Given records |
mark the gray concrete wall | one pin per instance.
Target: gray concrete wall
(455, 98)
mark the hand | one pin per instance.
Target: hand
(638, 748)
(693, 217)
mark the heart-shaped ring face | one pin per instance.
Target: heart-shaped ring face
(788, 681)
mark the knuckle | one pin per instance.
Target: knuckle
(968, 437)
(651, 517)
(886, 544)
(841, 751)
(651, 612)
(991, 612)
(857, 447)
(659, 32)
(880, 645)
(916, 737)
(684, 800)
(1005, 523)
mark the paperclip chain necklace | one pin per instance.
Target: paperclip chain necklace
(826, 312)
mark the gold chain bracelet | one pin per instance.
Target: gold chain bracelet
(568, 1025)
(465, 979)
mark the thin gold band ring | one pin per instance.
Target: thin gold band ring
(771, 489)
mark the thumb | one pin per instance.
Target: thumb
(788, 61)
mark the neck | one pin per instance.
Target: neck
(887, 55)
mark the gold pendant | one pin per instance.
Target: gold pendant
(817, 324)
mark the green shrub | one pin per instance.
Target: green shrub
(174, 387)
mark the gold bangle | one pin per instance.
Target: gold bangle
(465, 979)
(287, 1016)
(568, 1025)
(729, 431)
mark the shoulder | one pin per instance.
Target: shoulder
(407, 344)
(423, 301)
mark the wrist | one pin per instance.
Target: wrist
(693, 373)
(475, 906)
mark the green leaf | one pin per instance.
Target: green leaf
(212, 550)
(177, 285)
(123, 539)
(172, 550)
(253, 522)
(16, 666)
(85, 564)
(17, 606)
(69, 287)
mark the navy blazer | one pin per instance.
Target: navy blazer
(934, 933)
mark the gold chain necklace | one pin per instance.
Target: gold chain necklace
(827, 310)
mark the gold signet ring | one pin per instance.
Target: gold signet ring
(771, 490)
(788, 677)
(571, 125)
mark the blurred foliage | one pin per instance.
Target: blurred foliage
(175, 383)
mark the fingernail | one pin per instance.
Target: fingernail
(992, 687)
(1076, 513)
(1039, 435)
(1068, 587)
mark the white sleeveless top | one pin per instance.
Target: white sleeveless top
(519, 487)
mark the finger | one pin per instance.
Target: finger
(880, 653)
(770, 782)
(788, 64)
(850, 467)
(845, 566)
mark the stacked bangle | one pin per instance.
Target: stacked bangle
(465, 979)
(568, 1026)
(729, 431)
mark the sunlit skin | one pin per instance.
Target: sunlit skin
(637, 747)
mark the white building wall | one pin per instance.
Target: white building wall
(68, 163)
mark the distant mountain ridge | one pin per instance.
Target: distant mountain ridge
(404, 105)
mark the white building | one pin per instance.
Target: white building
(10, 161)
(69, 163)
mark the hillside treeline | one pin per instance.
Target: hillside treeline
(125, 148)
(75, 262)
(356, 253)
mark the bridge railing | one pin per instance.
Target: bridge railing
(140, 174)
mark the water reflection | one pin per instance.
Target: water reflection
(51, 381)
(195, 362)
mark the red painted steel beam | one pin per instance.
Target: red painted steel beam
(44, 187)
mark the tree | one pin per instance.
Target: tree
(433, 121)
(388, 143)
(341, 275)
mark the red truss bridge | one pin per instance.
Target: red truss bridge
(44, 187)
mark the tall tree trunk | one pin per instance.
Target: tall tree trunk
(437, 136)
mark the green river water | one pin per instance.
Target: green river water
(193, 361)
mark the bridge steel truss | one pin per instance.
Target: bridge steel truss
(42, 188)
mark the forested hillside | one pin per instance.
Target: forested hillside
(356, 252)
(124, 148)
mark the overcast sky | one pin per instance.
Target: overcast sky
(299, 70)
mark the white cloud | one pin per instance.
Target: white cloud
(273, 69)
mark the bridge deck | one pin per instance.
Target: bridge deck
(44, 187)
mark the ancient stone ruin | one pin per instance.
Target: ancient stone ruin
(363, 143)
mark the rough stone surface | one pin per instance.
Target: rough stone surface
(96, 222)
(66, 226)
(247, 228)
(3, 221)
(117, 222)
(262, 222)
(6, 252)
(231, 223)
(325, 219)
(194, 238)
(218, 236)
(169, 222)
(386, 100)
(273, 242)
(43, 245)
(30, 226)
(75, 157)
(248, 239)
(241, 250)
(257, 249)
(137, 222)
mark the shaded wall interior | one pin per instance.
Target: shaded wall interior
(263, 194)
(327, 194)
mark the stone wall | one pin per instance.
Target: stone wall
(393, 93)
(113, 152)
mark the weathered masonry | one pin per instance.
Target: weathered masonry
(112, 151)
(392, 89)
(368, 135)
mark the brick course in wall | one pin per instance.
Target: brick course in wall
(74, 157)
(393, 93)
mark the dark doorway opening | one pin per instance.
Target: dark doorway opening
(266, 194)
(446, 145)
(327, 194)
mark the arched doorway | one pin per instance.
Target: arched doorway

What is required | Please give back, exactly as it stands above, the stretch from the line with "Target: shoulder" through the line with "mark the water", and no line outside it.

The completed task |
Target: shoulder
(407, 344)
(423, 301)
mark the wrist | one pin per instance.
Target: wrist
(693, 373)
(475, 906)
mark the green leaf | one pin per instance.
Target: green leaf
(212, 550)
(177, 285)
(123, 539)
(172, 550)
(253, 522)
(16, 666)
(85, 564)
(17, 606)
(69, 287)
mark the navy blazer | one pin per instance.
Target: navy blazer
(934, 933)
mark the gold chain necklace | one pin per instance.
Target: gold chain necklace
(827, 310)
mark the gold signet ring | one pin per instance.
Target: gold signet ring
(771, 490)
(788, 677)
(571, 125)
mark the blurred foliage | one pin per instance.
Target: blurred foliage
(175, 383)
mark the fingernail | one pin per instance.
Target: fingernail
(992, 687)
(1076, 513)
(1039, 435)
(1068, 587)
mark the white sleeveless top | one pin per instance.
Target: white sleeveless top
(519, 487)
mark the finger | one pin per instance.
Target: finger
(880, 653)
(770, 782)
(788, 64)
(850, 467)
(845, 566)
mark the stacked bangle | one pin per instance.
Target: stacked bangle
(465, 979)
(568, 1026)
(729, 431)
mark the sunlit skin | one pin per instance.
Target: sunlit skin
(637, 747)
mark the white building wall | one pin per instance.
Target: white building wall
(68, 163)
mark the distant mountain ridge | one pin per instance.
Target: distant mountain ridge
(404, 105)
mark the white building | one pin per instance.
Target: white building
(10, 161)
(69, 163)
mark the hillside treeline | one pin per instance.
Target: hillside treeline
(125, 148)
(75, 262)
(356, 253)
mark the bridge railing | one pin per instance.
Target: bridge railing
(140, 174)
mark the water reflection | one pin per instance.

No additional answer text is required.